### GOAL OF THE EXERCISE
For the post about the burst cooler below, tell whether each statement agrees with it: (a) the writer turned off the computer right after the leak; (b) the writer is letting the parts dry for 12 hours; (c) the tube that burst was blue. Answer yes or no for each, quoting the words of the post that decide it.

### TEXT SECTION
I was randomly playing CSGO when the red transparent tube connected to the block explodes, causing the liquid to shoot out onto the window inside the computer, all the components, and case it self.

I immediately shut off the computer and took everything apart and laid it on a bed cover to dry, The GPU's were soaked, the motherboard was soaked, and the case was like a pool of water.

Im leaving everything for 24 hours to dry but I wonder, what exactly could have caused such thing?

Here is what the waterblock on the cooler looks like


Here is what it looked like after it burst


What is very sad is that I believed this was a great product so I branded the company on my YouTube channel and actually led about 4-5 or more people actually buy this product, and I advertised them for free pretty much with my review.

With that being said hopefully they can reimburse me for not only a new cooler (Im not sure if I want a new one) but for the damaged parts because it's not my fault that im on my computer and the pipe just bursts and ruins my whole computer. Im pretty sure AIO coolers are supposed to not Burst.

### DATASET EXCERPT
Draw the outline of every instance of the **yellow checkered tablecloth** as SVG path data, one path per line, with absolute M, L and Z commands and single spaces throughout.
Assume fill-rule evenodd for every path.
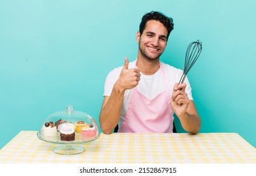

### TASK RESPONSE
(a) Yes: "I immediately shut off the computer"
(b) No: "Im leaving everything for 24 hours to dry"
(c) No: "the red transparent tube connected to the block explodes"